[Source document — start]

Size-Dependent Skin Effect Transitions in Weakly Coupled Non-Reciprocal Chains
Yixuan Li, Linhu Li, Zhihao Xu
TL;DR
This work analyzes the size-dependent non-Hermitian skin effect in a ladder of two weakly coupled nonreciprocal chains, revealing how system size and interchain coupling steer spectral topology. By combining analytical non-Bloch band theory with numerical OBC/PBC spectra and winding-number diagnostics, it identifies a finite-size concurrent bipolar skin effect (CBSE) in the $W=0$ region that destabilizes as $N$ grows, yielding unipolar or conventional bipolar NHSE in the thermodynamic limit. The study characterizes three distinct regimes based on $\delta_b$ and $\delta_a$: nested, tangent, and intersecting spectral loops, each with unique CBSE persistence and transitions, and demonstrates that the size-dependent behavior survives beyond weak coupling. These insights advance understanding of NHSE mechanisms and provide practical guidelines for designing non-Hermitian topological phases in synthetic lattices and electrical-circuit implementations, including a concrete proposal using INIC-based circuits to realize the model.

[Source document — finish]
[Records provided — start]

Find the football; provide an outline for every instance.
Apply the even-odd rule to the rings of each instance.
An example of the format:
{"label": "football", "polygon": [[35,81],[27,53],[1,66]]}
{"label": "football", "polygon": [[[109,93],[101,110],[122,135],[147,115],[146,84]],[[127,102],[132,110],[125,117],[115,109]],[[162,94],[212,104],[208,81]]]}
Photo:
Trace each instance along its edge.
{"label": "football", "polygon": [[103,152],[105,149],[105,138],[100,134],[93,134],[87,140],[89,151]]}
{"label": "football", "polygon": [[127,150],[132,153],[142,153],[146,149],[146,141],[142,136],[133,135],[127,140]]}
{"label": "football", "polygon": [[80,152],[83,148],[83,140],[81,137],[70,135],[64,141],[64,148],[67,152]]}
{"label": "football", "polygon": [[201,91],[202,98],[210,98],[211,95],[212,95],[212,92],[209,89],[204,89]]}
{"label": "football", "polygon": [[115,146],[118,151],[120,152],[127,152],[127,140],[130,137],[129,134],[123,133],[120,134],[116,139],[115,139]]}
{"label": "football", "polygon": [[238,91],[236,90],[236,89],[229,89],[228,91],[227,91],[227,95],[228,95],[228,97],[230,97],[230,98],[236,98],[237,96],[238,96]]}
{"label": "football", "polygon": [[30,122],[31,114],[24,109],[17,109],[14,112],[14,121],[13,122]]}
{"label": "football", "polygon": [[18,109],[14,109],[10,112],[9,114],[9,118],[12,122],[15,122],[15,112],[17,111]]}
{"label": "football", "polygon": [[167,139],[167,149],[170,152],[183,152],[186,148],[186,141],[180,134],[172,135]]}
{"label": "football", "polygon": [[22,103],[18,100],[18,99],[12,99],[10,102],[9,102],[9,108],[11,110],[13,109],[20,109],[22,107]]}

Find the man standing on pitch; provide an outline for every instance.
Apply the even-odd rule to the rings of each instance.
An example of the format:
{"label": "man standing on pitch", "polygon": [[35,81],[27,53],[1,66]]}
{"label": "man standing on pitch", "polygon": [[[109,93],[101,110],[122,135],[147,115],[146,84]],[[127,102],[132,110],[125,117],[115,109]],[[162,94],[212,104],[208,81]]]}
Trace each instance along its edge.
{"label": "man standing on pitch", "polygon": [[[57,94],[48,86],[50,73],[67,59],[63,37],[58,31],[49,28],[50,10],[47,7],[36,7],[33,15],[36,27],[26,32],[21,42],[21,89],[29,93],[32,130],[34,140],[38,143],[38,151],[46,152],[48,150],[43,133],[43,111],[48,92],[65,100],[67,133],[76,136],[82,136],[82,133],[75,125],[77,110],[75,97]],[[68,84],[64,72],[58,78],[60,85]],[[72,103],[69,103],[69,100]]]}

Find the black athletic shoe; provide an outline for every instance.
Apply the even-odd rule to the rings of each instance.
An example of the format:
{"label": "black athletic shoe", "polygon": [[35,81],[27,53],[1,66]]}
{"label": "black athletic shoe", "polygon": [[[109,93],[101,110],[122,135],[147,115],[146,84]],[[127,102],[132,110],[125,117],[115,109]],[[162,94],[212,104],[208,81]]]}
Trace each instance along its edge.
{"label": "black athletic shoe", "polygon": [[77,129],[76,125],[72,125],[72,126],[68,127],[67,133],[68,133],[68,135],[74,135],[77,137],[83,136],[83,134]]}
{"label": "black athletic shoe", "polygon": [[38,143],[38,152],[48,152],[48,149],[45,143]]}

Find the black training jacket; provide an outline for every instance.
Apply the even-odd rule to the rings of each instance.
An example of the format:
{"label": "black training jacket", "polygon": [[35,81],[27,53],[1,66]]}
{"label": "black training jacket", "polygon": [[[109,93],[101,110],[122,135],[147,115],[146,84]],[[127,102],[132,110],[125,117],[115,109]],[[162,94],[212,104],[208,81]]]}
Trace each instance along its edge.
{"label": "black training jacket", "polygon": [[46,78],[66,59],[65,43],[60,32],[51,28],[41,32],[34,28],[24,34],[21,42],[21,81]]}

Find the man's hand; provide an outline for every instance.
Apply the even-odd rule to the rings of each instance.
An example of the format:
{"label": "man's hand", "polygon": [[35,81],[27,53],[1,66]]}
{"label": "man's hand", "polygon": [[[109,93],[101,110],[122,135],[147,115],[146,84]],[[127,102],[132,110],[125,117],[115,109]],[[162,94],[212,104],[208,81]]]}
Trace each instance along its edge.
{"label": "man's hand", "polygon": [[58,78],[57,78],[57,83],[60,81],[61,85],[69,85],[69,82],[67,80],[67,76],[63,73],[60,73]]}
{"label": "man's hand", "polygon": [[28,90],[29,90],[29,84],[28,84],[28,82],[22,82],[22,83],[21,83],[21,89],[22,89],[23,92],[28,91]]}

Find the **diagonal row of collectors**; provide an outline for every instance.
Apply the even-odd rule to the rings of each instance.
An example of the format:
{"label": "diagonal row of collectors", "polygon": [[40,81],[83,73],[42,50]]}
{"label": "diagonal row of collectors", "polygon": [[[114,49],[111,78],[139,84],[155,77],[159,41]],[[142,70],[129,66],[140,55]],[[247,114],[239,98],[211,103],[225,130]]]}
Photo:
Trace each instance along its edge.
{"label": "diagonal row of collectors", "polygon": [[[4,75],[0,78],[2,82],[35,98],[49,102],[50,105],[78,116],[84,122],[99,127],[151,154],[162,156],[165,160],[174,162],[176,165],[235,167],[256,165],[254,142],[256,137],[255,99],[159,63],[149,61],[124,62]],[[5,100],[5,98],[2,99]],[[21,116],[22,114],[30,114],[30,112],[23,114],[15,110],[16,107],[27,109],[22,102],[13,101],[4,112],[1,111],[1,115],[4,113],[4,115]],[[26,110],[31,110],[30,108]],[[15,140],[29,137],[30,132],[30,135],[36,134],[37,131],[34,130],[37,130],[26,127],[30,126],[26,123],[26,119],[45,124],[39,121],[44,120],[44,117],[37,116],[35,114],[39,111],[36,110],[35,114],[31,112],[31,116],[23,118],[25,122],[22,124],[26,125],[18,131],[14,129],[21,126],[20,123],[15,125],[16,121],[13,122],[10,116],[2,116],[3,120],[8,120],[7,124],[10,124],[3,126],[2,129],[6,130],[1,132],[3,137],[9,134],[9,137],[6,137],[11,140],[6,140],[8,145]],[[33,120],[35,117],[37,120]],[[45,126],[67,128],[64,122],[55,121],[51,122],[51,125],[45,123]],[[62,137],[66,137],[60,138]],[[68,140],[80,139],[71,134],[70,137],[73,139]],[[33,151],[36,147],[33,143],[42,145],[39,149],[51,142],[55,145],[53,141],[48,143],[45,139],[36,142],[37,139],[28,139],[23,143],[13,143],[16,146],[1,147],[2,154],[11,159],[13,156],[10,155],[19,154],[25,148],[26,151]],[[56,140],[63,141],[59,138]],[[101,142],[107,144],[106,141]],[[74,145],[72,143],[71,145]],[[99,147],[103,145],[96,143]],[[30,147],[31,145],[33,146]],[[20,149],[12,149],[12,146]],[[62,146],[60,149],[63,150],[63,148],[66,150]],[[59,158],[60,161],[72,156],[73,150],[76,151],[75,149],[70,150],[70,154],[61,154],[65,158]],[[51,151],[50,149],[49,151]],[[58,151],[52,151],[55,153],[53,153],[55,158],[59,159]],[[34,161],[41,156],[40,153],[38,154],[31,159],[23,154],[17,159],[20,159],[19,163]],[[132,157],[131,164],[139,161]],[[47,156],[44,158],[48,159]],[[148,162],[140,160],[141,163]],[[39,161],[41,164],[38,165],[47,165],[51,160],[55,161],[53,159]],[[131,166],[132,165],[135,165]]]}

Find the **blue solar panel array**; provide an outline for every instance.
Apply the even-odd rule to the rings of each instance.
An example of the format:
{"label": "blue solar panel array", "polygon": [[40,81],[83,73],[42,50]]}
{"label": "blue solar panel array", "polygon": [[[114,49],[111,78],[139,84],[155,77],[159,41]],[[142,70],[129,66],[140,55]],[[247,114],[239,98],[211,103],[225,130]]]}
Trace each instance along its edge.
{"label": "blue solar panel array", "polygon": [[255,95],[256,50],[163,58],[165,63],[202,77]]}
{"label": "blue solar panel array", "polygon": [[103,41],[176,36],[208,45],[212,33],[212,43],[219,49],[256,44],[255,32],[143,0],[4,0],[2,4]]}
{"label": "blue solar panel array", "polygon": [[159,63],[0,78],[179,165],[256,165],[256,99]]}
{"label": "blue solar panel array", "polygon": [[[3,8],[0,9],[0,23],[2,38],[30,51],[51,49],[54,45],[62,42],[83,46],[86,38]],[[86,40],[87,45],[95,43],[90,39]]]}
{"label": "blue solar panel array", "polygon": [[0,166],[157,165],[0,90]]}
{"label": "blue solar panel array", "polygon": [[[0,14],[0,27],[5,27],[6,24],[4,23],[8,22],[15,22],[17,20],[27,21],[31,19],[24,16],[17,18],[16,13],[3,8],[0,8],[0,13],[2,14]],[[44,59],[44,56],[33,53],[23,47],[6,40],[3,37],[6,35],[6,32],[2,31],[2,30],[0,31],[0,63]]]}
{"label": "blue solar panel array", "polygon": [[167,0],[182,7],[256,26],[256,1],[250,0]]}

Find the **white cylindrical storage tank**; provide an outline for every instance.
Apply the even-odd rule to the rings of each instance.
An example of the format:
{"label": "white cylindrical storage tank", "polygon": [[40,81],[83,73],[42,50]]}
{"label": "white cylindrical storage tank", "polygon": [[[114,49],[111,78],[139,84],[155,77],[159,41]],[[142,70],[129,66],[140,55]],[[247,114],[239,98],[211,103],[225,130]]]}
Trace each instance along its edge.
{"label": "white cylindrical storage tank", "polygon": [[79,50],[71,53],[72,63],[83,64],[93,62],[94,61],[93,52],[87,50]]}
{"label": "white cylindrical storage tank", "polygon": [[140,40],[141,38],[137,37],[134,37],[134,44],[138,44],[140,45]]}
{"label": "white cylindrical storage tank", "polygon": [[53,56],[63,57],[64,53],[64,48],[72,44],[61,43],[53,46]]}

[Records provided — finish]

▸ Goal of the exercise:
Please carry on the summary of size-dependent skin effect transitions in coupled non-reciprocal chains from its last sentence. The dataset excerpts are separate material.

▸ Reply:
Abstract
Non-Hermitian systems exhibit unique boundary phenomena absent in their Hermitian counterparts, most notably the non-Hermitian skin effect (NHSE). In this work, we explore a lattice model consisting of two coupled non-reciprocal chains, focusing on the interplay between system size, inter-chain coupling, and spectral topology. Using both analytical and numerical approaches, we systematically examine the evolution of the complex energy spectra and spectral winding numbers under periodic and open boundary conditions. Our results uncover a variety of size-dependent localization transitions, including the emergence and instability of concurrent bipolar skin effects in the $W=0$ region, and their crossover to unipolar and conventional bipolar NHSE as the system size increases. Notably, we demonstrate that these size-dependent behaviors persist even beyond the weak-coupling regime, highlighting their universality in non-Hermitian systems with complex spectral structures. This study provides insights into the mechanisms governing skin effects and offers practical guidelines for engineering non-Hermitian topological phases in synthetic lattices.